[Exercise]:
Only the pictures are to be left out; write out the rest of the data exactly.
-- -- --
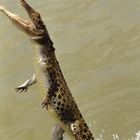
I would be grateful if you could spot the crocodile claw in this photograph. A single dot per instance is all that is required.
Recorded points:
(21, 89)
(45, 103)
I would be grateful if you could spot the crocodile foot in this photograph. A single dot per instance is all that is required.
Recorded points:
(45, 103)
(21, 89)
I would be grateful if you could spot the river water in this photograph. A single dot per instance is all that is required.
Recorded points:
(98, 47)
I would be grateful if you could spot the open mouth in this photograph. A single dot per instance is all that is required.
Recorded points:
(34, 27)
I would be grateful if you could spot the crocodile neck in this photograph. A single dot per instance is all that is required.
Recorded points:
(47, 68)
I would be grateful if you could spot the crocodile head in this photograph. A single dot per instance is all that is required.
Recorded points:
(34, 27)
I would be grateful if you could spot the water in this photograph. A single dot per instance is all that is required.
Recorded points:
(98, 46)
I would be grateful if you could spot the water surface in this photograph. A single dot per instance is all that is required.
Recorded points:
(98, 46)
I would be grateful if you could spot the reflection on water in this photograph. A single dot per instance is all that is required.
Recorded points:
(98, 47)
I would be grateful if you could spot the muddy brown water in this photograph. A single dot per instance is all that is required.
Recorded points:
(98, 47)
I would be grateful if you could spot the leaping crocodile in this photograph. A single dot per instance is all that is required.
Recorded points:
(48, 75)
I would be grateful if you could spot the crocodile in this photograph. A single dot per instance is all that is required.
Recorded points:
(58, 99)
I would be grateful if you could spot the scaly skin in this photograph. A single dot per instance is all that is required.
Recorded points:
(58, 101)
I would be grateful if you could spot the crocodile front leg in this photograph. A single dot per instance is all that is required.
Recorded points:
(26, 84)
(57, 132)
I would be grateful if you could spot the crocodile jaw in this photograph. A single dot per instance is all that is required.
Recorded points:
(34, 27)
-- -- --
[Task output]:
I would be grateful if you could spot the crocodile claw in this photograph. A single dot per instance is all that is required.
Recorded points:
(21, 89)
(45, 103)
I would be grateful if you could spot the crocodile foot in this photograph. A single dot per instance is all that is required.
Recorded points:
(45, 103)
(21, 89)
I would be grateful if you could spot the river water in this photograph. A single dot per instance is all that is required.
Recorded points:
(98, 47)
I would be grateful if you could spot the open mouth in this photograph. A single dot per instance is all that is required.
Recorded points:
(34, 27)
I would be grateful if you could spot the crocodile neck in this photograph. A single dot per instance is all that is required.
Recorded points:
(47, 68)
I would be grateful if you could spot the crocodile head in this photograph. A single dot per instance is all that is required.
Recorded points:
(34, 27)
I would be grateful if you could spot the water in this photograph. A single dot per instance is all that is required.
Recorded points:
(98, 46)
I would be grateful if you could spot the water surface in this photograph. A single dot per instance is all that is required.
Recorded points:
(98, 46)
I would be grateful if you could spot the reflection on water in this photograph. A single dot per instance is all that is required.
Recorded points:
(98, 47)
I would be grateful if you could spot the muddy brown water in this photograph. A single dot per instance is all that is required.
Recorded points:
(98, 47)
I would be grateful if you could spot the leaping crocodile in this photograph. A single dot per instance is all that is required.
Recorded points:
(48, 75)
I would be grateful if you could spot the crocodile in this photograph. A single dot per instance is all that is required.
Recorded points:
(58, 99)
I would be grateful if you could spot the scaly skin in this photograph. A single dot per instance is all that is required.
Recorded points:
(58, 101)
I would be grateful if you could spot the crocodile front leg in this photograph. A single dot per instance is all that is required.
Recorded points:
(26, 84)
(57, 132)
I would be grateful if you could spot the crocodile jaw in this photograph. A single dot per instance is all that is required.
Recorded points:
(34, 27)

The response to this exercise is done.